(Collection entries)
--
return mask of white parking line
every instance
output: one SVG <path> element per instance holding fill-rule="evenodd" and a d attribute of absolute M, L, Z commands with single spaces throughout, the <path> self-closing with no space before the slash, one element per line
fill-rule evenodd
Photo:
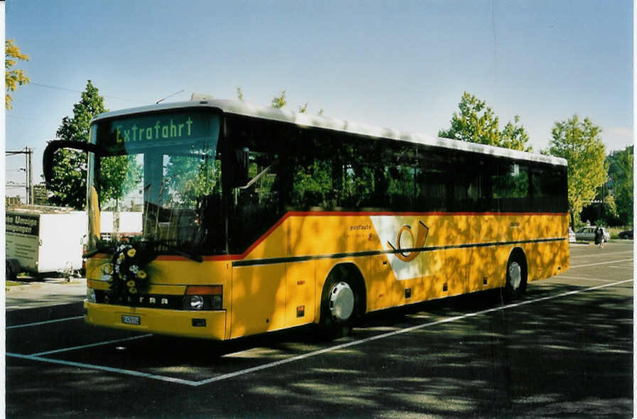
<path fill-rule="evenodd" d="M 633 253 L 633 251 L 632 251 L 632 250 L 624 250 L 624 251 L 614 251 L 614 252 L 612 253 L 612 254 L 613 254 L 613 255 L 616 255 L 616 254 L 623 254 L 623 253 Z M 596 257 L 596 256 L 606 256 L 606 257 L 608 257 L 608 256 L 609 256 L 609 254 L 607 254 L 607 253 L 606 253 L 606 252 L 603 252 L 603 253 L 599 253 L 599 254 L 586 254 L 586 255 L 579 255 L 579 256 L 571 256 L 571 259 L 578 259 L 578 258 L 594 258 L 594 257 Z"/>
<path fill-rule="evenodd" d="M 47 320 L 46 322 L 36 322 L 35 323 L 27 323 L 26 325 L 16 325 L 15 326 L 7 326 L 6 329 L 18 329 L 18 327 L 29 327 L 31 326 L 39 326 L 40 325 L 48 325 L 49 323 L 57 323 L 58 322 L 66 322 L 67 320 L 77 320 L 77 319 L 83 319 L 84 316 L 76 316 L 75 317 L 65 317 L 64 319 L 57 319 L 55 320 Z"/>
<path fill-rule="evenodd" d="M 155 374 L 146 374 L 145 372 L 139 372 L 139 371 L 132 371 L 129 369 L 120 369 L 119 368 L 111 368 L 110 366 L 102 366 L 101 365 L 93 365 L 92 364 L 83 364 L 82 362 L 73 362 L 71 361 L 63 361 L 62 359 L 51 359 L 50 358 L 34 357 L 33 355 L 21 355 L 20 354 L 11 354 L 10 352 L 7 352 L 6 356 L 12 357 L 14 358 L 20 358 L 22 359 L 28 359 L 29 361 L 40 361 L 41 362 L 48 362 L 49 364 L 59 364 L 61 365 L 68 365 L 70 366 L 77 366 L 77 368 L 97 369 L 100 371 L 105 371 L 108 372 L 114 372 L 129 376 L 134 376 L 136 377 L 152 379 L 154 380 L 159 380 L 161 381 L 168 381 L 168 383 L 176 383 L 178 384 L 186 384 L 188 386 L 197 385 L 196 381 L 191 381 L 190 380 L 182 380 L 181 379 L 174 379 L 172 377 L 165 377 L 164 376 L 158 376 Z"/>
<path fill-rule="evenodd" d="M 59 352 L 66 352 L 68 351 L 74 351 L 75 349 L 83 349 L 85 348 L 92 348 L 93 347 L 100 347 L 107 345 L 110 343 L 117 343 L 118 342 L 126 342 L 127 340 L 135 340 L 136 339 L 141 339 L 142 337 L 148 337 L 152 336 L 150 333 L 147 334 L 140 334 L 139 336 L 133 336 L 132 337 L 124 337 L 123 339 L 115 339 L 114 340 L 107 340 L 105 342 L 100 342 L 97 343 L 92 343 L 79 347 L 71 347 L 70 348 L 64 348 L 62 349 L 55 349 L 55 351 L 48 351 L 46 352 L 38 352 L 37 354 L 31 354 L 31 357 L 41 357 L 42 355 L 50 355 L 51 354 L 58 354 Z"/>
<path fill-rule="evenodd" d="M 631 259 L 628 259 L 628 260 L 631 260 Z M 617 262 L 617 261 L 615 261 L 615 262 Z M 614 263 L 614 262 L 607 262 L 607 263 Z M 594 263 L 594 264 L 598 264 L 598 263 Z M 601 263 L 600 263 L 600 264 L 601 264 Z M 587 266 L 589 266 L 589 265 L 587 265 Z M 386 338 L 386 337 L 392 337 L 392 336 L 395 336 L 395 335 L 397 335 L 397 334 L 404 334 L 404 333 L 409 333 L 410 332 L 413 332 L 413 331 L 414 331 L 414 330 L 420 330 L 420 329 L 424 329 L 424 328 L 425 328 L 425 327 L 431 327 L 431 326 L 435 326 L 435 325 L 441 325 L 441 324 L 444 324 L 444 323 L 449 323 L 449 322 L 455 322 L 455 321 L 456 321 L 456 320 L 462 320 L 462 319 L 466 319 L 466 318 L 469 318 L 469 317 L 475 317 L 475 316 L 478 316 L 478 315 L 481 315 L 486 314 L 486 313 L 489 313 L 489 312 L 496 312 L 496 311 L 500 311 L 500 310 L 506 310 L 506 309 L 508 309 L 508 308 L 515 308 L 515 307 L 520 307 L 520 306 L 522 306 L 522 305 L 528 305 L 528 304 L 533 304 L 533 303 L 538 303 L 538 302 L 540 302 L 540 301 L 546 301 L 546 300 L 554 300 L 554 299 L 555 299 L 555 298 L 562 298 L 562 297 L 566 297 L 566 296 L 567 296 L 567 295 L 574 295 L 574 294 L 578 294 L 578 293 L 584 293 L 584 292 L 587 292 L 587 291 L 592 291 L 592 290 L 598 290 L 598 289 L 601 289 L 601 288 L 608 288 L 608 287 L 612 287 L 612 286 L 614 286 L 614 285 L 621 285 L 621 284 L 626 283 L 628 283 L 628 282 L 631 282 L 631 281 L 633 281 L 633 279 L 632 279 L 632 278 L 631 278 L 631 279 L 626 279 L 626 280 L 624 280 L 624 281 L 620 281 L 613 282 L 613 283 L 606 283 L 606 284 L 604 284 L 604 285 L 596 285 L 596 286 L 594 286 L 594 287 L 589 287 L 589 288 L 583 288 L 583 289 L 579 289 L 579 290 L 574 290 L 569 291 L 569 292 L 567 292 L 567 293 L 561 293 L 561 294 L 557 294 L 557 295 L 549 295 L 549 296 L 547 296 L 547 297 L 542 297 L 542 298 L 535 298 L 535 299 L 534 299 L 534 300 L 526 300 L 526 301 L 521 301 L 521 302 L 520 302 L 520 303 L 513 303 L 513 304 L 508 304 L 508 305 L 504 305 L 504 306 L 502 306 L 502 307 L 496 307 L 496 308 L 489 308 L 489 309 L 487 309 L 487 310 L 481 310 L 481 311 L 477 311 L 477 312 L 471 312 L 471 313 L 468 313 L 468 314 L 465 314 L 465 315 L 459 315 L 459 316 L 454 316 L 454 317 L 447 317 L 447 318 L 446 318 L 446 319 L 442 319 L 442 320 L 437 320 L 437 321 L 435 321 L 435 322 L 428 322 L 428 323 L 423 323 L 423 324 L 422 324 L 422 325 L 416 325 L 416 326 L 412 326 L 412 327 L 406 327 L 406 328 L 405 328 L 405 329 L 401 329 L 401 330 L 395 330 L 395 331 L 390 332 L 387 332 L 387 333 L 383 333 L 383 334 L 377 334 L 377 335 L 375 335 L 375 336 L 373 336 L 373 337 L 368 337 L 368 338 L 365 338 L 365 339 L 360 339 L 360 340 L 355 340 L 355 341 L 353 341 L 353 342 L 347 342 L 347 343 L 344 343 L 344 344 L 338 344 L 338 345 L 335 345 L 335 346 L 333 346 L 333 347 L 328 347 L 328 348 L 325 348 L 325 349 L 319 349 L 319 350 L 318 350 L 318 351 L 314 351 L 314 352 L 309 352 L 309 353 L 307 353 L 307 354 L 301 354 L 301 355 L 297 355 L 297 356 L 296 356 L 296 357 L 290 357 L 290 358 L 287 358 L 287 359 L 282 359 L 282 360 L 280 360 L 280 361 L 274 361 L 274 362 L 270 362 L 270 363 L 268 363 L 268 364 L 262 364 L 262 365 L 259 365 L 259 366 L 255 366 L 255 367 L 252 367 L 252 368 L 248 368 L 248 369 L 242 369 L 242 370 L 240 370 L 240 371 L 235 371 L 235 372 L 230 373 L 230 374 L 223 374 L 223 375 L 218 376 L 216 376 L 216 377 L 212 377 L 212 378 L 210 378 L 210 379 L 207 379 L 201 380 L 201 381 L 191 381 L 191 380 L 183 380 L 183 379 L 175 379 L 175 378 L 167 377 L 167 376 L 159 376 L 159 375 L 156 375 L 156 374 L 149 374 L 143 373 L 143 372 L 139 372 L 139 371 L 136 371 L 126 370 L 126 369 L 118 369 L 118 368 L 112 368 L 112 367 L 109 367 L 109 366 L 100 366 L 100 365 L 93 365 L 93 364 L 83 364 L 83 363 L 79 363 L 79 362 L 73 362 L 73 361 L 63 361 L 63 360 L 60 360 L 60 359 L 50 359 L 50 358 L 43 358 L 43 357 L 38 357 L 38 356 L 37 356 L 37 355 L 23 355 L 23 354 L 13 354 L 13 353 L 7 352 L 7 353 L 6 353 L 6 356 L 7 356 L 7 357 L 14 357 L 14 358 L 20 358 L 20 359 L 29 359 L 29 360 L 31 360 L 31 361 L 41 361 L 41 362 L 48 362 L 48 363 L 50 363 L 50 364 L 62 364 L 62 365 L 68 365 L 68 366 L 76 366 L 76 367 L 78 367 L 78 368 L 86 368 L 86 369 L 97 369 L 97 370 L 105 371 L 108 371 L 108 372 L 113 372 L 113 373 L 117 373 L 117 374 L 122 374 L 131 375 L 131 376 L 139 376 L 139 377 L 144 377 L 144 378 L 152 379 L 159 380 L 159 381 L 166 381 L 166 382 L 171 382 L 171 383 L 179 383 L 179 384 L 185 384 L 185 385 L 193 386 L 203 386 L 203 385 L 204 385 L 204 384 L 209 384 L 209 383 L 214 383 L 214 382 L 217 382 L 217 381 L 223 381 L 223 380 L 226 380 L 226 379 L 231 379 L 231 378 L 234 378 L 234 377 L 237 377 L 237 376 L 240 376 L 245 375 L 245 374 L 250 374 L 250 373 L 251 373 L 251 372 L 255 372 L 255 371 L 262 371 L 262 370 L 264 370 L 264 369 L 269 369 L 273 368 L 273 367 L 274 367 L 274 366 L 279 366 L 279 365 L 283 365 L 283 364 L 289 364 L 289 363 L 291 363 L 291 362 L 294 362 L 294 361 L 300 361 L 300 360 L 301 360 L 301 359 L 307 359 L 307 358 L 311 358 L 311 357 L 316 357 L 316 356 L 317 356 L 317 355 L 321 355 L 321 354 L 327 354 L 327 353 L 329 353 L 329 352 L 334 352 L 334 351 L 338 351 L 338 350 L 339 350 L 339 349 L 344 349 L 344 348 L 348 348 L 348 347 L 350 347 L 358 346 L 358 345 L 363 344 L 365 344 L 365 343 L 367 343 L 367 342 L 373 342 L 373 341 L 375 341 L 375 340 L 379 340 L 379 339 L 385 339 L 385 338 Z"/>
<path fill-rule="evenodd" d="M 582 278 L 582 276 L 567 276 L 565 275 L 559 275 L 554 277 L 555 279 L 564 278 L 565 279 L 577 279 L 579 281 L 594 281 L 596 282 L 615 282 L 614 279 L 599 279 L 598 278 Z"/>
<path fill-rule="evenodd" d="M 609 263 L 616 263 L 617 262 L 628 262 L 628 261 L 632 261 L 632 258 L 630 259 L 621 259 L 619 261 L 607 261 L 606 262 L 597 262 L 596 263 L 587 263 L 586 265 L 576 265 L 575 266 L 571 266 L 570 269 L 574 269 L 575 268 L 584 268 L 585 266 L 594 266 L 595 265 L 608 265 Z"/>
--
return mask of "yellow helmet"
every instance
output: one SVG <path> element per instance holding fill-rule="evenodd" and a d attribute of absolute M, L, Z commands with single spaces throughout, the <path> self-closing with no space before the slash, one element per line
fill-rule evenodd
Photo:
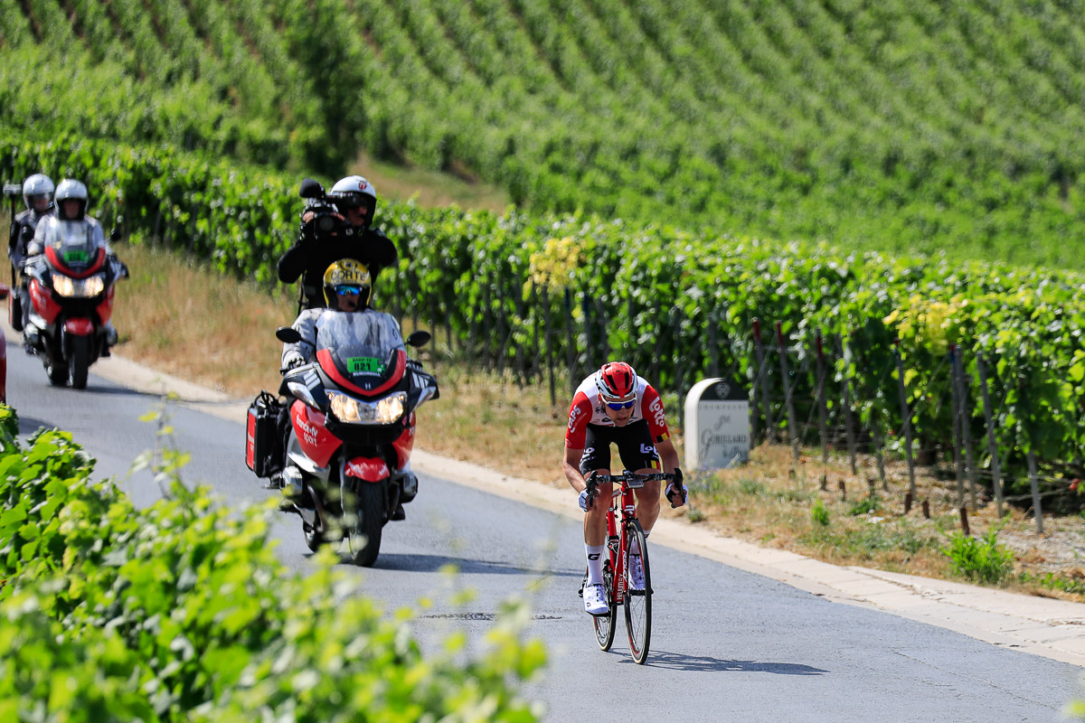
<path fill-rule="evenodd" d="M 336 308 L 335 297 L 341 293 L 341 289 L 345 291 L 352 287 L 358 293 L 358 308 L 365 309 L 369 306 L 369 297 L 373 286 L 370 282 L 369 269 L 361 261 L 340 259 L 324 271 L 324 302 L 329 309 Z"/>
--
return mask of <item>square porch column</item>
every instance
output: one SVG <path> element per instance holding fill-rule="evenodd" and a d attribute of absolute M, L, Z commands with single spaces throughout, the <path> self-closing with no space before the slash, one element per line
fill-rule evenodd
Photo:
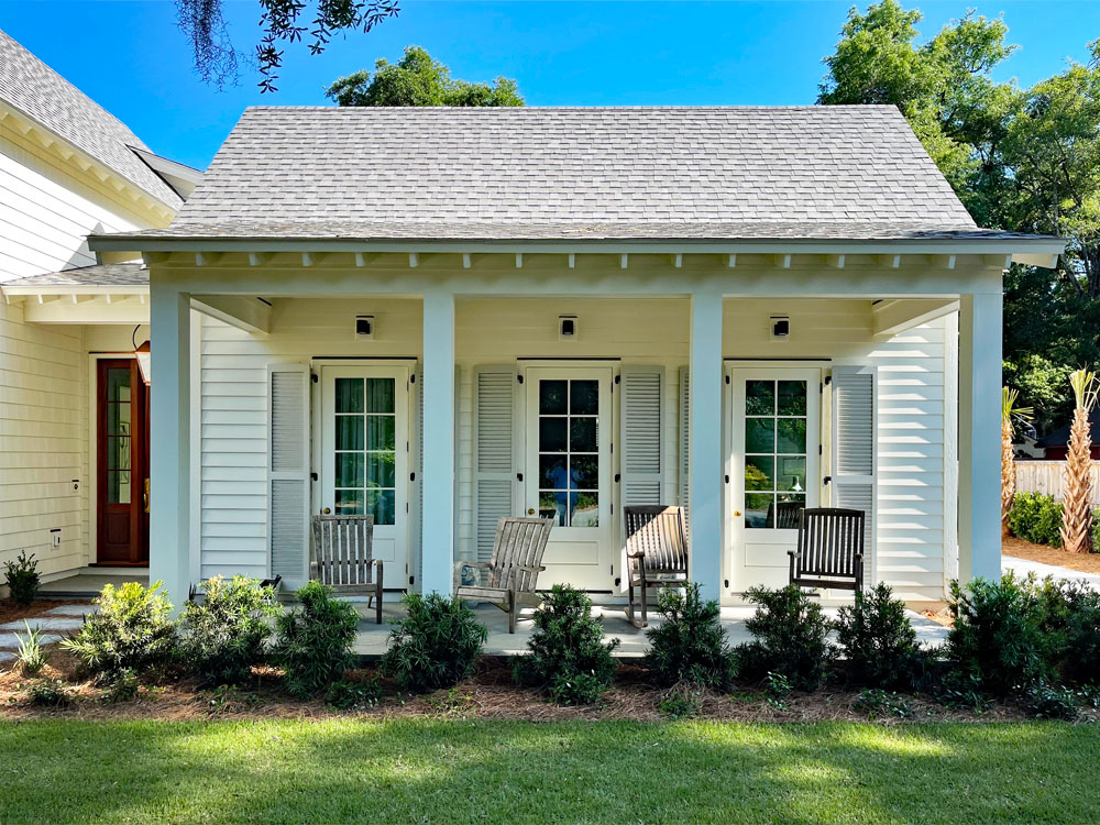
--
▸ Exercise task: Extract the stretch of rows from the line containing "return mask of white parking line" through the line containing "155 374 L 146", copying both end lines and everything between them without change. Leave the pictures out of your answer.

▸ Completed exercise:
return mask of white parking line
every instance
output: one SVG <path> element per instance holding fill-rule="evenodd" and a d attribute of absolute M, L, Z commands with single spaces throughout, the <path> self-closing with no space before the slash, one element per line
fill-rule evenodd
Photo:
<path fill-rule="evenodd" d="M 633 253 L 633 251 L 632 251 L 632 250 L 624 250 L 624 251 L 614 251 L 614 252 L 612 253 L 612 254 L 613 254 L 613 255 L 616 255 L 616 254 L 623 254 L 623 253 Z M 596 257 L 596 256 L 606 256 L 606 257 L 608 257 L 608 256 L 609 256 L 609 254 L 607 254 L 607 253 L 606 253 L 606 252 L 603 252 L 603 253 L 599 253 L 599 254 L 586 254 L 586 255 L 579 255 L 579 256 L 571 256 L 571 259 L 578 259 L 578 258 L 594 258 L 594 257 Z"/>
<path fill-rule="evenodd" d="M 47 320 L 46 322 L 36 322 L 35 323 L 27 323 L 26 325 L 16 325 L 15 326 L 7 326 L 6 329 L 18 329 L 18 327 L 29 327 L 31 326 L 39 326 L 40 325 L 48 325 L 49 323 L 57 323 L 58 322 L 66 322 L 67 320 L 77 320 L 77 319 L 83 319 L 84 316 L 76 316 L 75 317 L 65 317 L 64 319 L 57 319 L 55 320 Z"/>
<path fill-rule="evenodd" d="M 155 374 L 146 374 L 145 372 L 139 372 L 139 371 L 132 371 L 129 369 L 120 369 L 119 368 L 111 368 L 110 366 L 102 366 L 101 365 L 93 365 L 92 364 L 83 364 L 82 362 L 73 362 L 71 361 L 63 361 L 62 359 L 51 359 L 50 358 L 34 357 L 33 355 L 21 355 L 20 354 L 11 354 L 10 352 L 7 352 L 6 356 L 12 357 L 14 358 L 20 358 L 22 359 L 28 359 L 29 361 L 40 361 L 41 362 L 48 362 L 49 364 L 59 364 L 61 365 L 68 365 L 70 366 L 77 366 L 77 368 L 97 369 L 100 371 L 105 371 L 108 372 L 114 372 L 129 376 L 134 376 L 136 377 L 152 379 L 154 380 L 159 380 L 161 381 L 168 381 L 168 383 L 176 383 L 178 384 L 186 384 L 188 386 L 197 385 L 196 381 L 191 381 L 190 380 L 182 380 L 181 379 L 174 379 L 172 377 L 165 377 L 164 376 L 158 376 Z"/>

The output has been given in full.